═══ Input data
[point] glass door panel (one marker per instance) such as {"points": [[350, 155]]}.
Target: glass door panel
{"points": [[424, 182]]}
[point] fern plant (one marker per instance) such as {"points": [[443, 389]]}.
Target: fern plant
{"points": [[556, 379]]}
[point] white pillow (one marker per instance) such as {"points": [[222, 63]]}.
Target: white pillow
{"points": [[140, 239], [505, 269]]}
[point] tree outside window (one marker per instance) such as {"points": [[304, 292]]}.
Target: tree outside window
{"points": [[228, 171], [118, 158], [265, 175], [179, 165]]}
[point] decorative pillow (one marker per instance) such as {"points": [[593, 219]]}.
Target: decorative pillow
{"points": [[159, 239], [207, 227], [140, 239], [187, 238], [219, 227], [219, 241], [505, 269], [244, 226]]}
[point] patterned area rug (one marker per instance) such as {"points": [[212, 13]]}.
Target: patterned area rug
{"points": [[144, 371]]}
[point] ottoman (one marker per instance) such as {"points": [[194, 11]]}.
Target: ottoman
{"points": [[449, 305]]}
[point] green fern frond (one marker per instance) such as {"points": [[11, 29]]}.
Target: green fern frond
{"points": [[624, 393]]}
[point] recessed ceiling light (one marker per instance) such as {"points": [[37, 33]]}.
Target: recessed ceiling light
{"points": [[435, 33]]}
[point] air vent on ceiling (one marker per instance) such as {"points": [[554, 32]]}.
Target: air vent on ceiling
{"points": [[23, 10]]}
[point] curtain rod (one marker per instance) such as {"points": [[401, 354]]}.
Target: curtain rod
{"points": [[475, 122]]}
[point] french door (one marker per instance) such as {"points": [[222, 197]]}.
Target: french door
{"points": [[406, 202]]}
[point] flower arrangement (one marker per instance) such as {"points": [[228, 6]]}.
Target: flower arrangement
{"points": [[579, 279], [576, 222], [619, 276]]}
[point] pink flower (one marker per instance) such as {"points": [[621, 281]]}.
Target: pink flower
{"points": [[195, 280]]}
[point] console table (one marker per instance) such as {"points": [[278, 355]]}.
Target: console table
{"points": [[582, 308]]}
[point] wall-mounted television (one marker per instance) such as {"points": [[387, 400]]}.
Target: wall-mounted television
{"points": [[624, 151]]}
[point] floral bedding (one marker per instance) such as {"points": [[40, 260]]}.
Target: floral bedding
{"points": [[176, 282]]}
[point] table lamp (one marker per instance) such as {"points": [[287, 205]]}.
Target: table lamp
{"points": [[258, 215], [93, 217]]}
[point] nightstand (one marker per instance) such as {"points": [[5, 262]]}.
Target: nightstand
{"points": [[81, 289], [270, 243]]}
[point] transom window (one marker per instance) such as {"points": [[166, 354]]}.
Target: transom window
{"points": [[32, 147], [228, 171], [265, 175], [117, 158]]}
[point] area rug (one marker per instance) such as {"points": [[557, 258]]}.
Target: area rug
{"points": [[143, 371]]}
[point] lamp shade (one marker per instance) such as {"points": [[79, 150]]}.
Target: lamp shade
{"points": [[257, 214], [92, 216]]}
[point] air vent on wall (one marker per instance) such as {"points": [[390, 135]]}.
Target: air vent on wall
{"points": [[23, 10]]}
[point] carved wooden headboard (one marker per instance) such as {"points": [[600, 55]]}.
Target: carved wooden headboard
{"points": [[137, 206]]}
══════
The line containing "Target: table lamp" begins the span, and the last line of the records above ends it. Return that span exactly, and nothing outside it.

- _Solution for this task_:
Target: table lamp
{"points": [[258, 215], [93, 217]]}
[point] nightstand (one marker per instance) such as {"points": [[5, 262]]}.
Target: nightstand
{"points": [[81, 289], [270, 243]]}
[point] transom window (one marker per instance) such as {"points": [[166, 354]]}.
Target: transom window
{"points": [[32, 147], [228, 171], [265, 175], [117, 158]]}
[point] area rug (one marker per instance) such as {"points": [[557, 258]]}.
Target: area rug
{"points": [[143, 371]]}
[point] lamp shade (one marker per instance) such as {"points": [[79, 150]]}.
Target: lamp shade
{"points": [[257, 214], [92, 216]]}
[point] air vent on wall (one marker per instance) such as {"points": [[390, 135]]}.
Target: air vent on wall
{"points": [[23, 10]]}
[point] carved wooden headboard (one marker per instance) such as {"points": [[600, 55]]}.
Target: carved wooden headboard
{"points": [[137, 206]]}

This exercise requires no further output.